*Tugas Wajib*
1. Menurut kutipan tentang Soeharto, pada usia berapa Soeharto wafat pada 27 Januari 2008?
2. Tuliskan bagian kutipan tentang Soeharto di antara "Lahirnya Orde Baru: Dari" dan "keamanan dan ketertiban.", termasuk kedua batas itu, tanpa mengubah apa pun.

Warisan Ganda Seorang Pemimpin

Kepergian Soeharto pada 27 Januari 2008, di usia 86 tahun, memicu gelombang refleksi nasional yang terbelah: dari penghormatan sebagai “Bapak Pembangunan” hingga kecaman sebagai simbol otoritarianisme dan pelanggaran hak asasi manusia (HAM).

Buku Soeharto Memang ‘Hebat’: Menguak Tabir Pro dan Kontra di Balik Kepergiannya karya Wawan H. Purwanto (CMB Press, 2008), misalnya, muncul sebagai respons intelektual yang tepat waktu terhadap dinamika ini, menyajikan analisis seimbang yang menjadi dasar utama seminar ini. Dengan panjang 376 halaman, karya ini tidak sekadar kronologi, melainkan undangan untuk dialog mendalam tentang dualitas kepemimpinan Soeharto—sebuah “kehebatan” yang ironis, di mana pencapaian monumental dibayar dengan luka sosial yang abadi.

Lahirnya Orde Baru: Dari Kekacauan Menuju Stabilitas

Untuk memahami esensi seminar ini, kita perlu menyelami latar belakang historis era Orde Baru. Lahir dari kekacauan akhir Orde Lama di bawah Presiden Soekarno, Orde Baru dimulai secara formal melalui Supersemar (Surat Perintah Sebelas Maret 1966), yang memberikan wewenang luas kepada Soeharto sebagai Panglima Angkatan Darat untuk memulihkan keamanan dan ketertiban.

*Data yang Diberikan*
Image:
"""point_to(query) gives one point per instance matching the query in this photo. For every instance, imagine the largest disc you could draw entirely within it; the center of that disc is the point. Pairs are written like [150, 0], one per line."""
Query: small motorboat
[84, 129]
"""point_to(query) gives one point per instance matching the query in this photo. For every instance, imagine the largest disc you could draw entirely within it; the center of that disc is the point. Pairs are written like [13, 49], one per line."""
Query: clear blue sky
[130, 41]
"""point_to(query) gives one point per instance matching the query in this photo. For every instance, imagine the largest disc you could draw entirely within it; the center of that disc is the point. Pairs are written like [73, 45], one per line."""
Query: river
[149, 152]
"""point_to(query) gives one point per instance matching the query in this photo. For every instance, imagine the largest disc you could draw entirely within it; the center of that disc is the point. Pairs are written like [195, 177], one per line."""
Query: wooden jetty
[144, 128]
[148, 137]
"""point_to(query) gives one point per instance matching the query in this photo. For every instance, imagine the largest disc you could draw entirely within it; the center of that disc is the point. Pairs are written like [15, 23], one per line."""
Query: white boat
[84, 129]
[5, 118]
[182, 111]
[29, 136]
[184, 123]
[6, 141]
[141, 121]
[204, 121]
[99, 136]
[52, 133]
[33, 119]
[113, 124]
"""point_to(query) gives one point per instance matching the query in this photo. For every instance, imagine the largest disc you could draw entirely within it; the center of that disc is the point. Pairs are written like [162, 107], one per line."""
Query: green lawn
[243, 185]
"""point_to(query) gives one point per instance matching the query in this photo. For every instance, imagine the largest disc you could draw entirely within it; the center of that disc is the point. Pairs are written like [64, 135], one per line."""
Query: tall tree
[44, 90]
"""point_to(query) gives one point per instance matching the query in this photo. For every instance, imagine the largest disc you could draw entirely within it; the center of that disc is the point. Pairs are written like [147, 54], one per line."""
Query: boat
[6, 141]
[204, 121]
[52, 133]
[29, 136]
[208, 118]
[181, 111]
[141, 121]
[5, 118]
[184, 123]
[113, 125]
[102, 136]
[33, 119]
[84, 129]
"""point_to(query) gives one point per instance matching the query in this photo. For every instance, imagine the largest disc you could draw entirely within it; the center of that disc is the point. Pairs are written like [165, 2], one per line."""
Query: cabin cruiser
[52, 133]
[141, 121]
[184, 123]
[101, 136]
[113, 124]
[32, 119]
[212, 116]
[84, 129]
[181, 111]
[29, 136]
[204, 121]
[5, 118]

*Jawaban Latihan*
1. Pada usia 86 tahun.

2.
Lahirnya Orde Baru: Dari Kekacauan Menuju Stabilitas

Untuk memahami esensi seminar ini, kita perlu menyelami latar belakang historis era Orde Baru. Lahir dari kekacauan akhir Orde Lama di bawah Presiden Soekarno, Orde Baru dimulai secara formal melalui Supersemar (Surat Perintah Sebelas Maret 1966), yang memberikan wewenang luas kepada Soeharto sebagai Panglima Angkatan Darat untuk memulihkan keamanan dan ketertiban.